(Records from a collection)
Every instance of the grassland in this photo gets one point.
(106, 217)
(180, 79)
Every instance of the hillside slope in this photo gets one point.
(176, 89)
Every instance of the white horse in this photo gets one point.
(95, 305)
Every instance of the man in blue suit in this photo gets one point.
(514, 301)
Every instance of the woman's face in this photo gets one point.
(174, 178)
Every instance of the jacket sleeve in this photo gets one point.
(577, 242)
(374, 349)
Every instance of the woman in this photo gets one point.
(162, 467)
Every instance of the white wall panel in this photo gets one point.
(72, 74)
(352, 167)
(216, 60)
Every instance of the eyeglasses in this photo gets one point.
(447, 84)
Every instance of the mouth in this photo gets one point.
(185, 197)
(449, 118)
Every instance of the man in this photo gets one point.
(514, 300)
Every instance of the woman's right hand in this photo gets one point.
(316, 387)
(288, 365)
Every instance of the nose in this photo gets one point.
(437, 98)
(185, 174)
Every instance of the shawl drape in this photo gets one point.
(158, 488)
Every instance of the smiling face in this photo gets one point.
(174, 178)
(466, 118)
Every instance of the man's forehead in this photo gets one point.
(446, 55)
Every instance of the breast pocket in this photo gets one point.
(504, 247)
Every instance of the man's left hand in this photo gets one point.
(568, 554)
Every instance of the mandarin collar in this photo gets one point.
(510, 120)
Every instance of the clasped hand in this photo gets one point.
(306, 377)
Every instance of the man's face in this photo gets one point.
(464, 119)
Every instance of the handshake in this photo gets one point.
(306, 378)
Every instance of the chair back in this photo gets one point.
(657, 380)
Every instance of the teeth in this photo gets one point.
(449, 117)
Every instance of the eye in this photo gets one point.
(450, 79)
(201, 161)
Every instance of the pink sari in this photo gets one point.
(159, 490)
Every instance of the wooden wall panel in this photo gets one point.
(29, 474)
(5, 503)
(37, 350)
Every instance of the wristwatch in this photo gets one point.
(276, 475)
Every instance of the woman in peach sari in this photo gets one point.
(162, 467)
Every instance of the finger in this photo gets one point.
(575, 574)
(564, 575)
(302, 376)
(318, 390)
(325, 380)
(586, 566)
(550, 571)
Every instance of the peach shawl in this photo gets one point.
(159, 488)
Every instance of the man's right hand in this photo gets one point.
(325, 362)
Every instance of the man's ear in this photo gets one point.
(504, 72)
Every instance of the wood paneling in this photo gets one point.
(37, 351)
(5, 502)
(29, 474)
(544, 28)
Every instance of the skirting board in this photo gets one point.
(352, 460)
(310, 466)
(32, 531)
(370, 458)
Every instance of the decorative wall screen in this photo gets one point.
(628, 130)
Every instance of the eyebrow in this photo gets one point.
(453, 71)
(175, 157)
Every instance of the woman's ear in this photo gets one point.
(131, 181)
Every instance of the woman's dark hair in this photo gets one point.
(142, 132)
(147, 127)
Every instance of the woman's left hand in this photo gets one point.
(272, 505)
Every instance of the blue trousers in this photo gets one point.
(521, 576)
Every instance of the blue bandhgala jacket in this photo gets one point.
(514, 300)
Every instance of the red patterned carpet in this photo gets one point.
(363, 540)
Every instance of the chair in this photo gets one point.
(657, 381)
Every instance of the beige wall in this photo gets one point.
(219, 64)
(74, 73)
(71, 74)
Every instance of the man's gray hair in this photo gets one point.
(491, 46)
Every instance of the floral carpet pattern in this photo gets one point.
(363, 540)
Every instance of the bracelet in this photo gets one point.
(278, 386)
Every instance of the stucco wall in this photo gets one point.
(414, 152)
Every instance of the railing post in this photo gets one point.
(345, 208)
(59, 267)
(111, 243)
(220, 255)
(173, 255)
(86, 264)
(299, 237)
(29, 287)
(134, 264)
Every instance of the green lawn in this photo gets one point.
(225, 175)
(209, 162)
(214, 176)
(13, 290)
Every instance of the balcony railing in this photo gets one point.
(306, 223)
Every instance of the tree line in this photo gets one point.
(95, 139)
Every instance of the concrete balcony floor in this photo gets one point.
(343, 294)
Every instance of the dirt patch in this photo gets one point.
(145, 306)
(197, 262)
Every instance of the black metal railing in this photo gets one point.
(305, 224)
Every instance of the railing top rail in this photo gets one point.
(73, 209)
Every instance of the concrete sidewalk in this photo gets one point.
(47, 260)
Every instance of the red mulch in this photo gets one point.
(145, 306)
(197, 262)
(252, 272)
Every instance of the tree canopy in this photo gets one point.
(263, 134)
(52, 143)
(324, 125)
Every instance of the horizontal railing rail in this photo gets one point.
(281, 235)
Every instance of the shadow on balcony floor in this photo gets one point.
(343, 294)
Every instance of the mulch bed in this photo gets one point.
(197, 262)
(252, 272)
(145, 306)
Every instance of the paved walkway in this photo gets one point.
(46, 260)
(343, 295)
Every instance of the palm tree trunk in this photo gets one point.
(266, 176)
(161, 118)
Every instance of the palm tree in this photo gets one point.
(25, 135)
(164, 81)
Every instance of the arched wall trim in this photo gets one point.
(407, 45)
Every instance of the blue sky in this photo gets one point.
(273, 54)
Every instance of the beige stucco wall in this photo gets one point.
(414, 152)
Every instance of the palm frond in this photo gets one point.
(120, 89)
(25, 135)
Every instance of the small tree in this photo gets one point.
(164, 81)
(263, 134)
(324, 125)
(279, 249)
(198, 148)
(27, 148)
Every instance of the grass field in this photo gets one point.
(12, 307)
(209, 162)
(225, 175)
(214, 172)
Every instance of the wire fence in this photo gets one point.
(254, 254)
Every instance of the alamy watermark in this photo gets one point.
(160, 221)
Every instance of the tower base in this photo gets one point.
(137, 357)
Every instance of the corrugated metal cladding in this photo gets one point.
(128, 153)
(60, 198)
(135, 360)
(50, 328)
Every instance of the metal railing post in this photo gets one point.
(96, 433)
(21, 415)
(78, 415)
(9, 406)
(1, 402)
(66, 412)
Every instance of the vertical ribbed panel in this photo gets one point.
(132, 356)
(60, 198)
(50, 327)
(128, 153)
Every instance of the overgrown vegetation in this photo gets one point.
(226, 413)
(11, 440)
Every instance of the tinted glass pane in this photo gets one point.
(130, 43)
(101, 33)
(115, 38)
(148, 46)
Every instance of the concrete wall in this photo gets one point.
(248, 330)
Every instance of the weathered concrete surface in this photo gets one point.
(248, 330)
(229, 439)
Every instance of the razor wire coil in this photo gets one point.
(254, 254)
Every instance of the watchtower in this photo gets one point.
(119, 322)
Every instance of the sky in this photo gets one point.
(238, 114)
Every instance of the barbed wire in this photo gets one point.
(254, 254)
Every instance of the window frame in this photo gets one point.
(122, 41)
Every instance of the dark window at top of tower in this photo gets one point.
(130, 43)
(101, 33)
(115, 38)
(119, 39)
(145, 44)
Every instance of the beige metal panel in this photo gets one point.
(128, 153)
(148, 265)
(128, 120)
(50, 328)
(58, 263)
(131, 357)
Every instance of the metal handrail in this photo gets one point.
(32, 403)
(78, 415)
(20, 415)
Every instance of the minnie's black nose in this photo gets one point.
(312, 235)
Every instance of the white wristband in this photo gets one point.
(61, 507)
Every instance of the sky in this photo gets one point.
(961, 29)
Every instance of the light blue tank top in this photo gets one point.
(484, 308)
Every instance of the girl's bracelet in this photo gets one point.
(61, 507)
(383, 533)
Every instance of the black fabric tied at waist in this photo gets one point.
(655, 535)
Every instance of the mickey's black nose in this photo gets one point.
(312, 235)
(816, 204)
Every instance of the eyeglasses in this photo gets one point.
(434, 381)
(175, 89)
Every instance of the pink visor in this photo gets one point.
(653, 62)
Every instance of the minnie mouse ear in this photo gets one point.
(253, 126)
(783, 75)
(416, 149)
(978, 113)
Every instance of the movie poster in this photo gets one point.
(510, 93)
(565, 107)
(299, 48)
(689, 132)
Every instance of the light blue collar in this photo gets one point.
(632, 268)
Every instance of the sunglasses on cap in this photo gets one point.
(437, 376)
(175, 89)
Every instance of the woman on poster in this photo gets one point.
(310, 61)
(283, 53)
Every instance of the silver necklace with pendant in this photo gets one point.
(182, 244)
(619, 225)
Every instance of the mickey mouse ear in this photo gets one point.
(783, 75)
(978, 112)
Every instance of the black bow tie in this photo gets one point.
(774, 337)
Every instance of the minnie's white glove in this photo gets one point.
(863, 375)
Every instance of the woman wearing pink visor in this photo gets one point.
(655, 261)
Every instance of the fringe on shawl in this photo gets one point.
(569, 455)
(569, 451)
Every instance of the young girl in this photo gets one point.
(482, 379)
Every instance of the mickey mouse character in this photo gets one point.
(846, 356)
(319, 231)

- Requirement
Output only the lines from the one holding "Every instance of the light blue tank" through the last line above, exactly as they appear.

- Reply to the task
Every instance of the light blue tank top in this photo gets one point.
(484, 308)
Every instance of the girl's bracelet in this photo gets one point.
(61, 507)
(383, 533)
Every instance of the black fabric tied at waist in this photo gets one point.
(655, 535)
Every instance of the mickey's black nose in this photo gets one point.
(312, 235)
(816, 204)
Every instance of the eyeglasses in this photo gets one point.
(434, 381)
(175, 89)
Every instance of the pink visor in this photo gets one point.
(653, 62)
Every instance of the minnie mouse ear in this photo gets one point.
(253, 126)
(783, 75)
(416, 149)
(978, 113)
Every instance of the movie poster in this photo gets one point.
(510, 93)
(565, 107)
(299, 48)
(689, 132)
Every instance of the light blue collar in this photo gets one point.
(632, 268)
Every instance of the sunglasses on cap in this photo gets one point.
(437, 376)
(175, 89)
Every instance of the woman on poster in this photo gets one point.
(310, 61)
(283, 53)
Every instance of the silver necklace with pendant in this photo gets one point.
(182, 244)
(619, 225)
Every instance of the mickey mouse ear in this photo gets one point.
(783, 75)
(978, 112)
Every instance of the black bow tie in this photo gets one point.
(774, 337)
Every instance of the minnie's white glove in this photo gets one point.
(863, 375)
Every instance of the woman wearing pink visor in this photo gets one point.
(655, 261)
Every instance of the fringe on shawl in this photo gets one point.
(569, 455)
(569, 451)
Every instance of the young girl in this photo gets one point.
(482, 379)
Every instance of the mickey mouse character in this photo gets one point.
(846, 356)
(319, 231)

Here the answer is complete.